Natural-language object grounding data
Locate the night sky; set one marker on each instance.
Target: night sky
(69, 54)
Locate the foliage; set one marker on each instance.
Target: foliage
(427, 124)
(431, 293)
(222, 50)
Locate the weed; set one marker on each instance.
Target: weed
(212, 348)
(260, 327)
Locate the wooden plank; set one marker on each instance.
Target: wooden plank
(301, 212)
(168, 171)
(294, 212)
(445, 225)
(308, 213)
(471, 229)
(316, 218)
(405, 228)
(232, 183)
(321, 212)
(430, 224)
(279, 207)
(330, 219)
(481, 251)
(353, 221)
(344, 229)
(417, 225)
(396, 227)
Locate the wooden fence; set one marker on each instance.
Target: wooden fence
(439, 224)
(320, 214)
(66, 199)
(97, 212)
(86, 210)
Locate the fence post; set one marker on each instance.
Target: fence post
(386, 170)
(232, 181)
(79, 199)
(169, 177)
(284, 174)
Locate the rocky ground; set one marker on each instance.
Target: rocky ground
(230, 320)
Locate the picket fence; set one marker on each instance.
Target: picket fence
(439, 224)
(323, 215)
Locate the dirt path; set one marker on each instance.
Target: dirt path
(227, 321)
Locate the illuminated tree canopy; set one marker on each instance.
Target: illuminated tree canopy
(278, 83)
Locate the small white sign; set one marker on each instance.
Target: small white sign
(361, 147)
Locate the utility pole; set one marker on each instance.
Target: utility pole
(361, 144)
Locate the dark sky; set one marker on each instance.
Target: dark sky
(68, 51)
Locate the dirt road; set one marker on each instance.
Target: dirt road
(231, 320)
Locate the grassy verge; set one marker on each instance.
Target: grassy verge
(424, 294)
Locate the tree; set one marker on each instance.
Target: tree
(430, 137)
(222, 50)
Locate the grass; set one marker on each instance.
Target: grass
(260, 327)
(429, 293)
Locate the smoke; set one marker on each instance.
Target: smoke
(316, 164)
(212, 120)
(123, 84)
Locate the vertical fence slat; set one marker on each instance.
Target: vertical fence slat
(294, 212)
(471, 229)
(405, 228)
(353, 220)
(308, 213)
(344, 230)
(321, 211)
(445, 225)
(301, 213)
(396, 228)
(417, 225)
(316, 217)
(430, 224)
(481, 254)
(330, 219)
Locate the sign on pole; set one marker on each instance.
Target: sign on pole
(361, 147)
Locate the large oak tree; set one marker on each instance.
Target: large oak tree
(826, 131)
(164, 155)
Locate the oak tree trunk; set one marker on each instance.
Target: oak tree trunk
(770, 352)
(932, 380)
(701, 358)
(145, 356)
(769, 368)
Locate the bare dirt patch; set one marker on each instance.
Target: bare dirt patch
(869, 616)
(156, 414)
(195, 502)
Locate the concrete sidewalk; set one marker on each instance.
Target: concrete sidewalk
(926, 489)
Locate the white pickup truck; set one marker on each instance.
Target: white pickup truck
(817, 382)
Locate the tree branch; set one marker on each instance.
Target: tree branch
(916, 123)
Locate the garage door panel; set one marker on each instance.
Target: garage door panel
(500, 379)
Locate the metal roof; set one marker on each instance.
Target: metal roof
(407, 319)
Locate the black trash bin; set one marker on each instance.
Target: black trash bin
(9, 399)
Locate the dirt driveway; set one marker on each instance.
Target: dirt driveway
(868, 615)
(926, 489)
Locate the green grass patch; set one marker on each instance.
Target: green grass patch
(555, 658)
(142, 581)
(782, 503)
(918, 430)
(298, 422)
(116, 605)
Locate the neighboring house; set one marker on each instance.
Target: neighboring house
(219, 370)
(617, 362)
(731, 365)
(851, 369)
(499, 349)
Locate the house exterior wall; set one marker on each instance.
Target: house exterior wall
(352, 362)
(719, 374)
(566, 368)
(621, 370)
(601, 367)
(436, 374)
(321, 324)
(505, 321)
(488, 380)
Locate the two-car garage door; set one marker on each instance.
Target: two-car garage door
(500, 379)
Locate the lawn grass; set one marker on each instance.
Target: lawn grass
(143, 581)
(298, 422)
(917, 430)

Instructions for the task:
Write out each record exactly, without addition or omission.

Solution for this problem:
Locate the night sky; set one marker on each instance.
Target: night sky
(69, 54)
Locate the foliage; set one marker on each instance.
Target: foliage
(427, 124)
(431, 293)
(222, 50)
Locate the weed; set one marker on each instance.
Target: weed
(212, 348)
(260, 327)
Locate the wooden plank; set one marker on each instance.
Target: wooden plank
(301, 212)
(168, 171)
(294, 212)
(445, 225)
(308, 213)
(471, 229)
(316, 218)
(405, 228)
(232, 183)
(321, 212)
(430, 224)
(279, 207)
(330, 219)
(481, 251)
(353, 221)
(344, 229)
(417, 225)
(396, 227)
Locate the wooden fence; set one marker on each instance.
Target: wooden fence
(439, 224)
(320, 214)
(66, 199)
(97, 212)
(86, 210)
Locate the fence post; set one marker on each instance.
Target: fence post
(386, 170)
(232, 181)
(79, 199)
(169, 177)
(284, 174)
Locate the rocky ground; set one marker on each instance.
Target: rocky ground
(230, 320)
Locate the picket fence; set one marker on each instance.
Target: picket fence
(439, 224)
(323, 215)
Locate the dirt path; set one marker on each instance.
Target: dirt path
(227, 321)
Locate the illuminated tree canopy; set one marker on each instance.
Target: illuminated tree canopy
(278, 83)
Locate the small white sign; set one marker on each instance.
Target: small white sign
(361, 147)
Locate the utility pole; set one marker on each instance.
Target: utility pole
(361, 144)
Locate the dark sky; set one marker on each instance.
Target: dark sky
(68, 51)
Locate the dirt road; set one marker on each instance.
Target: dirt road
(231, 320)
Locate the grassy verge; set one marker on each instance.
Target: grassy verge
(424, 294)
Locate the tree; set one marker on each instance.
Target: tree
(430, 137)
(222, 50)
Locate the grass; set one marker on each instance.
Target: grass
(260, 327)
(429, 293)
Locate the smoke; set one marker on each instance.
Target: smoke
(316, 164)
(212, 120)
(123, 84)
Locate the vertical fence slat; set one marker on each instance.
Target: vertical fence slat
(294, 212)
(471, 229)
(405, 228)
(353, 220)
(308, 213)
(344, 230)
(321, 211)
(445, 225)
(301, 213)
(396, 228)
(417, 225)
(316, 217)
(430, 224)
(481, 254)
(330, 219)
Locate the sign on pole; set one marker on each instance.
Target: sign on pole
(361, 147)
Locate the large oak tree; set one marker on each instance.
Target: large oak tree
(826, 131)
(164, 155)
Locate the oak tree trunk; set one marker on each instance.
Target: oak tree trunk
(770, 352)
(932, 380)
(701, 358)
(145, 356)
(769, 368)
Locate the bare dirt patch; set one marker on each instance.
Target: bare dirt patch
(869, 616)
(156, 414)
(195, 502)
Locate the concrete sidewalk; set one marker on each instance.
Target: concrete sidewalk
(926, 489)
Locate the white pickup truck; set one marker on each instance.
Target: white pickup truck
(817, 382)
Locate the tree branch; set one marker on each instance.
Target: tree branch
(916, 123)
Locate the garage door panel; set one marker on each instance.
Target: garage door panel
(500, 379)
Locate the metal roof; set one marker on each instance.
Target: metal roof
(407, 319)
Locate the black trash bin; set one marker on each instance.
Target: black trash bin
(9, 399)
Locate the dirt driveway; set one marker on each instance.
Target: dirt driveway
(868, 615)
(926, 489)
Locate the green grass patch; set one marker on each instance.
Target: green grass patch
(555, 658)
(142, 581)
(782, 503)
(918, 430)
(298, 422)
(116, 605)
Locate the neighboring house; set one marker on each instance.
Target: neighboring house
(219, 370)
(617, 362)
(731, 365)
(851, 369)
(499, 349)
Locate the house exterior wall; set one marker on each instance.
Target: house exterior wall
(352, 362)
(719, 374)
(566, 368)
(621, 370)
(601, 367)
(436, 374)
(321, 324)
(505, 321)
(488, 380)
Locate the two-car garage door; set one marker on each instance.
Target: two-car garage door
(500, 379)
Locate the lawn grass; set one marker on each instance.
Target: lawn grass
(143, 581)
(298, 422)
(917, 430)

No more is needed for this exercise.